_TASKS TO COMPLETE_
A. In the Old Pulteney scotch review, in what year was Pulteney Distillery established?
B. Resume the Old Pulteney scotch review after its final sentence and continue writing it.

-- Start DOCUMENT SEGMENT --

Afternoon kids, yes once again this week we’ve reviewed a scotch. Why? Because we’re adults and real adults drink scotch. Sadly though even faux adults wouldn’t typically drink this scotch, and while it’s suffering from being compared to the recent pleasure of Johnnie Walker Double Black, make no mistake this isn’t something I’d recommend.
And here’s why – you see this scotch suffers from the same issue tight shirts on women and hockey suffers from, in that they’re just not as much fun until you turn the temperature down, and add some ice. Now at HBR we know that the Scots add an ice cube or some water because in single malts it really opens the whisky up allowing for more flavors and better taste, and doesn’t “water it down” as most of the idiotic internet would have you believe. This of course differs with blended whiskies as it can “de-complexify” them. Here though the ice barely manages to make the whisky enjoyable.
Now I’m going to keep this article short because sadly the company that produces this had decided to give me an essay to transcribe, and really that’s the heart of the issue we have with Old Pulteney. It’s got the perfect name, bottling, color, packaging, literature, even a small map to set it up as a standard really good single malt scotch. But while there’s certainly a scotch for everyone I doubt anyone has found this and decided it’s the scotch for them.
What they say: From Bottle: “The harbor town of Wick in the far north-east corner of Scotland is famed for its rugged, windswept history and as the home if the most northerly of all mainland distilleries,
Matured in fine oak casks, quality breathing in the fresh sea air, Old Pulteney is the very essence of this unique place. Intricate balanced and with a delicate mineral-salted spiciness, Old Pulteney is a distinctive and evocative spirit – truly the ‘Genuine Maritime Malt’.”
From Case Front: “A strange and beautiful sight to see the fleet put silently out against a rising moon, the sea-line rough as a wood with sails, and ever and again and one after another, a boat floating swiftly by the silver disk.” ~ Robert Louis Stevenson
From Case Back: “Established in 1826 in the town of Wick, Pulteney Distillery is the most northerly distiller on the mainland and at that time was only accessible by sea. The barley was brought in by sea, the whisky shipped out by boat, and many of the distiller workers were also employed as fisherman. Sadly the fishing industry is no longer part of the daily life in Wick but Pulteney Distiller continues to operate using the same traditional distilling methods first introduced in the 1800’s to create one of the finest Highland Malts available.

-- End DOCUMENT SEGMENT --
-- Start DATASET SECTION --

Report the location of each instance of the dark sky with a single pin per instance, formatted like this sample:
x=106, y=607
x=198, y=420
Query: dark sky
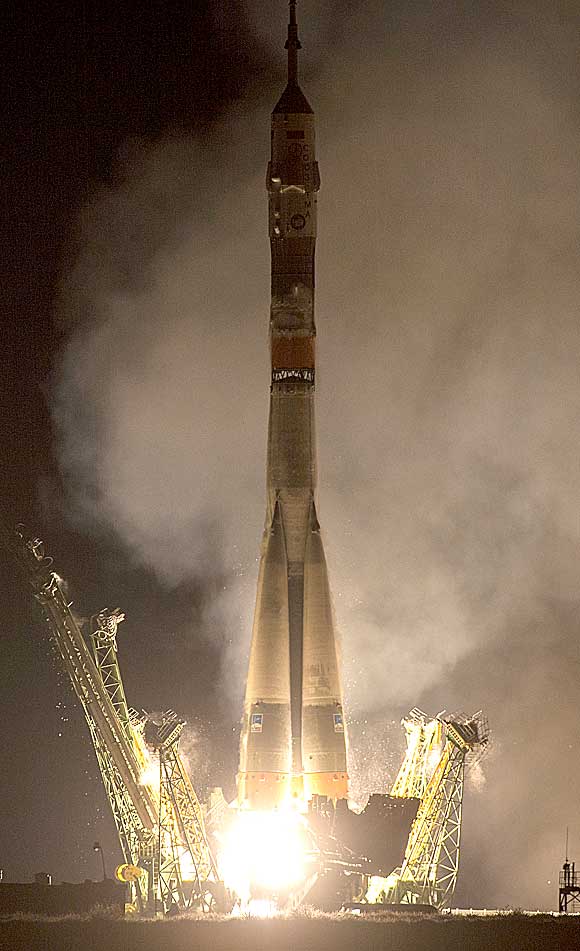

-- End DATASET SECTION --

_RESPONSES PER TASK_
A. 1826

B.
Pulteney is one of the most unique Scotch whisky distilleries. The wash still has no swan neck and it is though that when the original still was delivered, it was too tall for the stillhouse and the manager insisted it was ‘cut off’. The spirit still resembles a ‘smuggler’s kettle’ and both undoubtedly contribute to the distinctive character of the whisky. Once distilled, the spirit is filled into a selection of specially selected bourbon and sherry casks and laid to rest in the distillery warehouses, until the distillery manager decides the optimum time for bottling each of the casks. Throughout the years of maturation, the casks have taken time to absorb the Northern Scottish sea breeze and as a result, Old Pulteney Single Malt Scotch is often referred to as ‘The Manazanilla of the North’.
‘Unashamedly excellent and deserves so much more recognition around the world’ ~ Jim Murray, Whisky Writer.
Appearance: Deep Amber, red golden (with a slight pink hue).
Aroma: Medium to high intensity and complexity. Dry with a hint of sea-air.
Tasting Notes: Dry, medium bodied and smooth with a clean finish: faintly salty with a slight sherry note.”
Editors Note: Jesus tl;dr – we mixed sand and seawater in this.
Taste: 5.2 – For a single malt it’s mostly average here.
Aftertaste: 2.9 – Not a great aftertaste, it feels odd. (Apparently they say it has Sherry and Salty flavors, which makes sense, but it’s not desirable)
Burn/Smooth: 3.625 – It’s not going down smooth at all really.
Aroma: 5.375 – Again it’s just average for a single malt, nothing to wow or anger you.
Manliness: 4.5 – They have some extensive literature and it’s fairly wanky, combine that with the general feeling of “that’ll do” and it doesn’t get much love. Also the bottle top was described as a butt plug.
On Rocks: 7.125 – Really opens up on the rocks, the general feeling was “oh here’s where the scotch was hiding.” It makes a big smoky aftertaste and overall is quite nice.
Rusty Nail: 6.5 – Not bad, but really you buy this scotch to have on ice.
Value: 3.375 – The only reason this gets this high is because it’s not bad on ice. Though it’s on the cheaper side of scotches there’s others out there much nicer than this.
Google Shop Average: $37
William Henri Neve the IV: 3.5
Bro-Skater Bfey: 5.0
Metric Score: 31.79/70 |+| Metric Average: 4.54 |+| Reviewer Average: 4.5
In the end yes it’s good on ice, but considering the amount I had to just write I hate this single malt. I’ve made a practice to not buy a scotch I’ve had before. So when I tell you that I’m never trying let along buying this again it’s not for want of exploration, but because it’s one of the most disappointing single malts I’ve had.